Exercise objective:
Rewrite the Widespread Panic article starting at "JD Crowe / firstname.lastname@example.org" and ending at "had the solution.", swapping "stampede" for "crush".

JD Crowe / firstname.lastname@example.org
RELATED: Original article on AL.com
Do What You Like – Widespread Panic in Orange Beach
by Andy Roo Mowery
Almost 10 years ago, I found myself heading out to the Upper South Parking Lot at Red Rocks before a Panic show early in the morning to solve a problem: The fans and security weren’t getting along, and some people the night before got hurt in a stampede. It bothered me so much; I stayed up all night thinking about it, and without telling anyone else, I decided I had the solution.
It was based upon 3 principles: That strangers would tend to be slightly less of a dick to one another even if they were in competition to get to the front row once they knew each others’ name, and even less so if they introduced themselves with a hug; That those who think they are working against one another often find themselves aligned if they simply communicate; And, that when people respect each others passions and act out of love and respect for those passions, anything and everything is possible.

Rows:
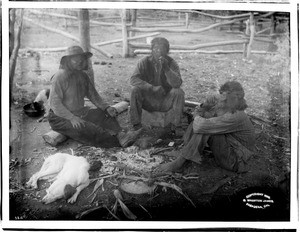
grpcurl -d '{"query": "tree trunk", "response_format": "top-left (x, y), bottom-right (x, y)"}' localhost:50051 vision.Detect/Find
top-left (130, 9), bottom-right (137, 37)
top-left (79, 9), bottom-right (95, 86)
top-left (9, 9), bottom-right (16, 57)
top-left (247, 13), bottom-right (255, 59)
top-left (121, 9), bottom-right (129, 58)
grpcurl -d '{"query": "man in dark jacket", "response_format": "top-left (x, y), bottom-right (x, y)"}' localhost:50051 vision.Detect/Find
top-left (130, 37), bottom-right (184, 129)
top-left (48, 46), bottom-right (141, 147)
top-left (156, 81), bottom-right (255, 172)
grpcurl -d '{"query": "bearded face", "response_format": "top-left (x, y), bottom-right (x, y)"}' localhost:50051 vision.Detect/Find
top-left (152, 43), bottom-right (168, 61)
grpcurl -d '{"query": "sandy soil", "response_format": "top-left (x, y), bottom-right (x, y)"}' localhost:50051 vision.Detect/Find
top-left (9, 9), bottom-right (290, 221)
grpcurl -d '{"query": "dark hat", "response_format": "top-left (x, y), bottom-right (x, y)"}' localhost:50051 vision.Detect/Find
top-left (60, 45), bottom-right (93, 64)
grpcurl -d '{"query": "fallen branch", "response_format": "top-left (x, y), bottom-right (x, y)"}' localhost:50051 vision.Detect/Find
top-left (113, 163), bottom-right (149, 177)
top-left (90, 173), bottom-right (119, 183)
top-left (149, 147), bottom-right (174, 157)
top-left (154, 182), bottom-right (196, 208)
top-left (75, 206), bottom-right (102, 219)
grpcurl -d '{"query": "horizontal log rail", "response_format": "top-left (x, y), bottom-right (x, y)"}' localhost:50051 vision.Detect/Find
top-left (24, 17), bottom-right (113, 58)
top-left (128, 19), bottom-right (250, 33)
top-left (174, 10), bottom-right (258, 20)
top-left (134, 49), bottom-right (274, 55)
top-left (94, 32), bottom-right (160, 46)
top-left (29, 10), bottom-right (132, 27)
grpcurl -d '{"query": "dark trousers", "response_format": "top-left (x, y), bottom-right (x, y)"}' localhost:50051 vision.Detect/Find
top-left (130, 87), bottom-right (184, 126)
top-left (49, 109), bottom-right (121, 147)
top-left (181, 123), bottom-right (239, 172)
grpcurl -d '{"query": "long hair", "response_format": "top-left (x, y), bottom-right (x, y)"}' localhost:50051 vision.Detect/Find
top-left (219, 81), bottom-right (248, 112)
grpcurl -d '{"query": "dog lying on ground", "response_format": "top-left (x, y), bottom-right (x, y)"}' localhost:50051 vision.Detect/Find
top-left (26, 153), bottom-right (90, 204)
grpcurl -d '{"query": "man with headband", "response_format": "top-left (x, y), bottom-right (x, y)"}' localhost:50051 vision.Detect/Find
top-left (155, 81), bottom-right (255, 173)
top-left (130, 37), bottom-right (184, 133)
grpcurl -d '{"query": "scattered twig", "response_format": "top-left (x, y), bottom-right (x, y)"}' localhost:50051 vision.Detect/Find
top-left (150, 147), bottom-right (174, 156)
top-left (90, 173), bottom-right (119, 183)
top-left (113, 163), bottom-right (149, 177)
top-left (29, 127), bottom-right (36, 133)
top-left (139, 204), bottom-right (152, 218)
top-left (272, 135), bottom-right (288, 141)
top-left (76, 206), bottom-right (102, 219)
top-left (118, 174), bottom-right (150, 182)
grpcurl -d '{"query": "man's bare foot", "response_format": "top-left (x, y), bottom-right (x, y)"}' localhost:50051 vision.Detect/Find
top-left (154, 156), bottom-right (186, 173)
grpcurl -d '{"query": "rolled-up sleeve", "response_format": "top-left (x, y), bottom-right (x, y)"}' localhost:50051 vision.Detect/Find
top-left (87, 77), bottom-right (109, 110)
top-left (130, 58), bottom-right (152, 88)
top-left (165, 59), bottom-right (182, 88)
top-left (193, 111), bottom-right (247, 134)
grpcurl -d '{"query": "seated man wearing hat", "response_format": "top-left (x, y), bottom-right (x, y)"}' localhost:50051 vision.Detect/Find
top-left (130, 37), bottom-right (184, 133)
top-left (48, 46), bottom-right (141, 147)
top-left (155, 81), bottom-right (255, 173)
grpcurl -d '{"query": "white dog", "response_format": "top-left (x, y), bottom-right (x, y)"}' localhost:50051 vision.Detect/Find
top-left (26, 153), bottom-right (90, 204)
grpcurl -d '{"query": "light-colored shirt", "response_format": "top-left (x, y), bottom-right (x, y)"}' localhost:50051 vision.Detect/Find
top-left (49, 69), bottom-right (109, 120)
top-left (130, 55), bottom-right (182, 92)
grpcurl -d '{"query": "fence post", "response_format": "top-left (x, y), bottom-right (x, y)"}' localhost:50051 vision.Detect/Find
top-left (270, 14), bottom-right (275, 35)
top-left (121, 9), bottom-right (129, 58)
top-left (247, 12), bottom-right (255, 59)
top-left (185, 13), bottom-right (190, 29)
top-left (129, 9), bottom-right (137, 37)
top-left (79, 9), bottom-right (95, 85)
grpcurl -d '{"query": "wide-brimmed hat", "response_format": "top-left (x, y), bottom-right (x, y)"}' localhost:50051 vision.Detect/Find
top-left (60, 45), bottom-right (93, 64)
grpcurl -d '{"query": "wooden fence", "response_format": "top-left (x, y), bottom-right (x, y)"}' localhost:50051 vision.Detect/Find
top-left (24, 9), bottom-right (280, 59)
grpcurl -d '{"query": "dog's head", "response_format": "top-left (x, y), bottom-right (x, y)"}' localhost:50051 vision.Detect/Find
top-left (42, 181), bottom-right (66, 204)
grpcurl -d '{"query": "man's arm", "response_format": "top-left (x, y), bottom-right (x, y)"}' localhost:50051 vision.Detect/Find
top-left (86, 76), bottom-right (109, 110)
top-left (163, 59), bottom-right (182, 88)
top-left (130, 57), bottom-right (152, 88)
top-left (193, 111), bottom-right (247, 134)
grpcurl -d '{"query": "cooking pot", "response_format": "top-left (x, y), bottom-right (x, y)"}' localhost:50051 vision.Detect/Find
top-left (23, 102), bottom-right (45, 117)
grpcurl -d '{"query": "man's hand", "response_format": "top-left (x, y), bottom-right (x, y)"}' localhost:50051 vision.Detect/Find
top-left (159, 56), bottom-right (170, 71)
top-left (152, 85), bottom-right (166, 95)
top-left (70, 116), bottom-right (85, 129)
top-left (106, 106), bottom-right (118, 118)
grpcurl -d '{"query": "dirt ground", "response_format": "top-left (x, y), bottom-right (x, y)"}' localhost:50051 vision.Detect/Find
top-left (9, 9), bottom-right (290, 221)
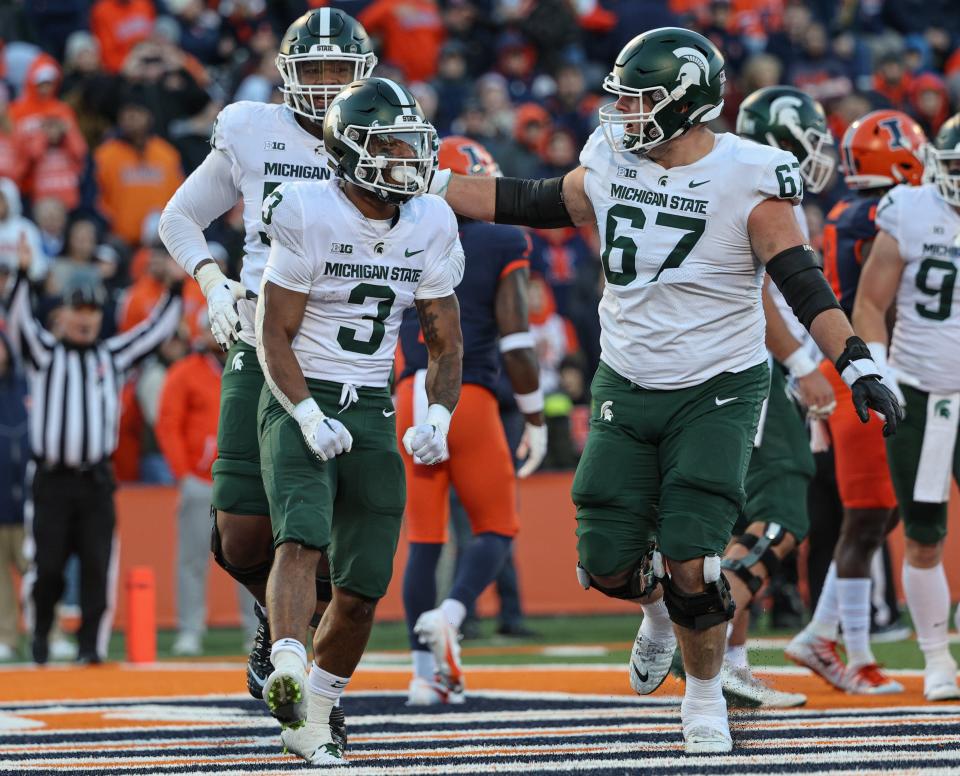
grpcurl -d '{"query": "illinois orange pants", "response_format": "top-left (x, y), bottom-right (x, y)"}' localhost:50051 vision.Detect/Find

Complete output:
JD Crowe / firstname.lastname@example.org
RELATED: Original article on AL.com
Do What You Like – Widespread Panic in Orange Beach
by Andy Roo Mowery
Almost 10 years ago, I found myself heading out to the Upper South Parking Lot at Red Rocks before a Panic show early in the morning to solve a problem: The fans and security weren’t getting along, and some people the night before got hurt in a crush. It bothered me so much; I stayed up all night thinking about it, and without telling anyone else, I decided I had the solution.